Data provided:
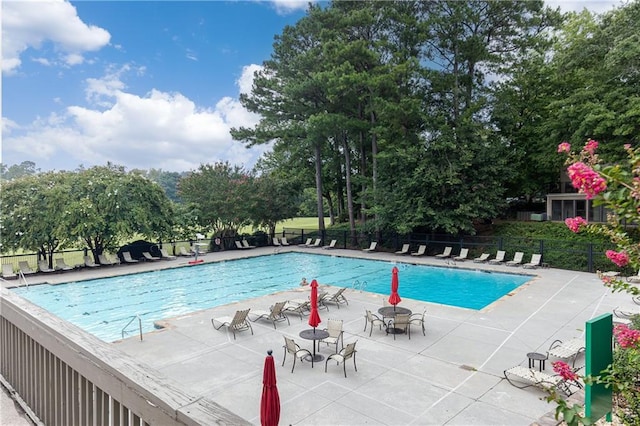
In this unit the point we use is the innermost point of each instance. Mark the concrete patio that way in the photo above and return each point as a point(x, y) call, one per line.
point(451, 376)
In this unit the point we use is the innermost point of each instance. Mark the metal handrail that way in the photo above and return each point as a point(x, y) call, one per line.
point(124, 329)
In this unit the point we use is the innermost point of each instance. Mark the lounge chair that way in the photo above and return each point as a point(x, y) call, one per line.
point(238, 323)
point(463, 255)
point(61, 265)
point(307, 243)
point(105, 260)
point(400, 323)
point(43, 266)
point(535, 261)
point(334, 327)
point(89, 263)
point(24, 268)
point(372, 247)
point(337, 298)
point(565, 350)
point(147, 256)
point(291, 347)
point(7, 272)
point(183, 252)
point(446, 253)
point(373, 319)
point(316, 243)
point(246, 244)
point(347, 352)
point(331, 245)
point(274, 314)
point(517, 259)
point(522, 377)
point(126, 256)
point(421, 250)
point(500, 254)
point(165, 255)
point(404, 249)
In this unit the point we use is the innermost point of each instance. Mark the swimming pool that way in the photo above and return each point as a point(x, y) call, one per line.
point(104, 306)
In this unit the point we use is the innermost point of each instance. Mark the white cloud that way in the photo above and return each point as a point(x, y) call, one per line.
point(157, 130)
point(28, 24)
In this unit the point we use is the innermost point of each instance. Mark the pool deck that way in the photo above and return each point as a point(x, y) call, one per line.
point(452, 376)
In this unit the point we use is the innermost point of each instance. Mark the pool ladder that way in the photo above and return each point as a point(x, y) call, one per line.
point(124, 329)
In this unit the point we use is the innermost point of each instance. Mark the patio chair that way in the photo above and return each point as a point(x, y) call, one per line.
point(404, 250)
point(568, 349)
point(402, 323)
point(61, 265)
point(463, 255)
point(89, 263)
point(291, 347)
point(536, 259)
point(373, 319)
point(147, 256)
point(7, 272)
point(482, 258)
point(331, 245)
point(238, 323)
point(274, 314)
point(165, 255)
point(43, 266)
point(446, 253)
point(300, 307)
point(307, 243)
point(422, 249)
point(372, 247)
point(105, 260)
point(336, 334)
point(246, 244)
point(337, 298)
point(522, 377)
point(346, 353)
point(500, 254)
point(418, 319)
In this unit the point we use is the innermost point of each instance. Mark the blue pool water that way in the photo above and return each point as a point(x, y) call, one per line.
point(104, 306)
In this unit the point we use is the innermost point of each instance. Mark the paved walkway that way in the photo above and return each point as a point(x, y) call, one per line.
point(451, 376)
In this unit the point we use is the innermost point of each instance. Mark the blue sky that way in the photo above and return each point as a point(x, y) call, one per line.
point(143, 84)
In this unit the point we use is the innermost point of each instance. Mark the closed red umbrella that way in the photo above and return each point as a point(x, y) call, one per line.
point(314, 317)
point(270, 403)
point(394, 299)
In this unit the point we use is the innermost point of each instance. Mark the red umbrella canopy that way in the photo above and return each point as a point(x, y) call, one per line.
point(270, 403)
point(314, 317)
point(394, 299)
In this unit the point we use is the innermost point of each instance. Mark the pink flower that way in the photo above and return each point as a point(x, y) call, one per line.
point(626, 337)
point(564, 147)
point(586, 179)
point(564, 370)
point(590, 146)
point(620, 259)
point(575, 223)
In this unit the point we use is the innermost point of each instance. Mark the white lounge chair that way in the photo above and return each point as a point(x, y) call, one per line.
point(421, 251)
point(500, 254)
point(517, 259)
point(463, 255)
point(446, 253)
point(404, 250)
point(535, 261)
point(331, 245)
point(372, 247)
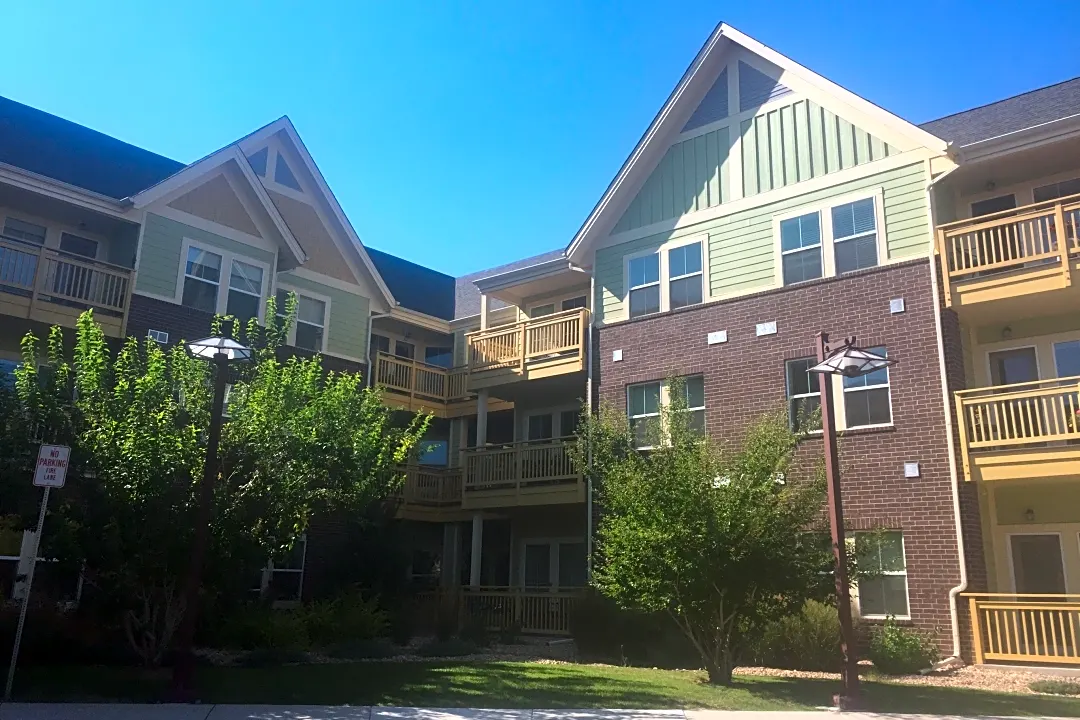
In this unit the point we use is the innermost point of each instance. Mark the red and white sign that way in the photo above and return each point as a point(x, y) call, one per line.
point(52, 465)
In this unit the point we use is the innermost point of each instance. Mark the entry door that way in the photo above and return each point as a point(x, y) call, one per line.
point(1037, 565)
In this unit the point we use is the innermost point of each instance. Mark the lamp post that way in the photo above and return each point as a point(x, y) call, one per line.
point(220, 352)
point(848, 361)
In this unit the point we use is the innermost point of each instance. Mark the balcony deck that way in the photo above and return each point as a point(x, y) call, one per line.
point(52, 287)
point(529, 350)
point(1027, 430)
point(1015, 263)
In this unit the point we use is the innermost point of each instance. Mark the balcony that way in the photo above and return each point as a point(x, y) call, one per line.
point(52, 287)
point(1017, 262)
point(535, 473)
point(529, 350)
point(1027, 430)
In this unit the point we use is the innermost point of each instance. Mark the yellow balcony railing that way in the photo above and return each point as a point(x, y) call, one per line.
point(1038, 236)
point(44, 284)
point(1026, 415)
point(517, 345)
point(1025, 628)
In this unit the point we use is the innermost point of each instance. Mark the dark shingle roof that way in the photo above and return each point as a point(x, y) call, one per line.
point(415, 286)
point(1008, 116)
point(43, 144)
point(467, 301)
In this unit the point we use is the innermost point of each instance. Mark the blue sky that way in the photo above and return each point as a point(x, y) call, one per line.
point(463, 135)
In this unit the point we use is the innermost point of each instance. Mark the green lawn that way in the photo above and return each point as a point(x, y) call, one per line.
point(512, 685)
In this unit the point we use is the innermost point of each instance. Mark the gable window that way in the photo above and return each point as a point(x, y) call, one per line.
point(645, 285)
point(800, 248)
point(684, 275)
point(854, 235)
point(883, 591)
point(202, 276)
point(866, 398)
point(804, 394)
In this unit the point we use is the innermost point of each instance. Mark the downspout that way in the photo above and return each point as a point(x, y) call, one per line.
point(955, 592)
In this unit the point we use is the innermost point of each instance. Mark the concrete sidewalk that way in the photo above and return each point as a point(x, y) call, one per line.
point(121, 711)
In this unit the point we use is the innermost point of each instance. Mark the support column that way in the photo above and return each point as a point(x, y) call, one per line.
point(477, 548)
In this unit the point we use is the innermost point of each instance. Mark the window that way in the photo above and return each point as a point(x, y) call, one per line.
point(645, 285)
point(883, 592)
point(684, 275)
point(26, 231)
point(804, 392)
point(202, 275)
point(866, 398)
point(854, 235)
point(800, 248)
point(643, 405)
point(245, 290)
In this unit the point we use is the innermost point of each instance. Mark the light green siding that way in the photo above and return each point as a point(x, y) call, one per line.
point(692, 176)
point(347, 330)
point(800, 141)
point(742, 246)
point(159, 265)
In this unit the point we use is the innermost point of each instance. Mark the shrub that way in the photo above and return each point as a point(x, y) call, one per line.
point(1055, 687)
point(896, 650)
point(808, 640)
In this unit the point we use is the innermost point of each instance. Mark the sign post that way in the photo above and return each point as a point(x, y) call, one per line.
point(49, 473)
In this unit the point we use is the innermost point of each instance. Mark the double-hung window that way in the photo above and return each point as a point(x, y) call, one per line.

Assigned task: Output, unchanged, only the lines from the one that holds "Mark the downspout" through the last line of the material above.

Written solution:
In this unit the point we use is the innermost point of each instance. Mark the downspout that way in the photo above and return each point as a point(x, y) call, one per line.
point(955, 592)
In this unit the point we use is the innermost point of each instance. Mark the concrete sidewalk that way in the photo above and return each point as a point(x, y) call, one per line.
point(121, 711)
In this unit the point we use is the innermost point of each instance. Mark the support column that way in the photo above and return each point as a point(x, y) call, one per line.
point(477, 548)
In this unit the point we use is the innermost point of each instance. Mark the window that way in the photo above and return each point as a point(x, y) call, one per line.
point(645, 285)
point(883, 592)
point(684, 275)
point(26, 231)
point(804, 392)
point(202, 275)
point(866, 398)
point(854, 235)
point(800, 248)
point(643, 405)
point(245, 290)
In this unit the point we use is the innermost point of each instance. Mark the light green siding that way in the photo above and return each point as a point(x, y) call, one per line.
point(692, 176)
point(347, 330)
point(800, 141)
point(742, 246)
point(159, 265)
In this unit the point we use is the innermost point of each instance. Mark the shrub that way in the photo above and return each point as a point(x, y) call, one per line.
point(1055, 687)
point(896, 650)
point(808, 640)
In this unit the point we use is the innermost point of each instance. Mark the sign post that way in the photo above and return each point as a point(x, y) call, one per line.
point(49, 473)
In this unit the point we use is the innermost point of each instance. Mark the double-hung window that way in the photo above and return each point as a point(x, y) call, one per line.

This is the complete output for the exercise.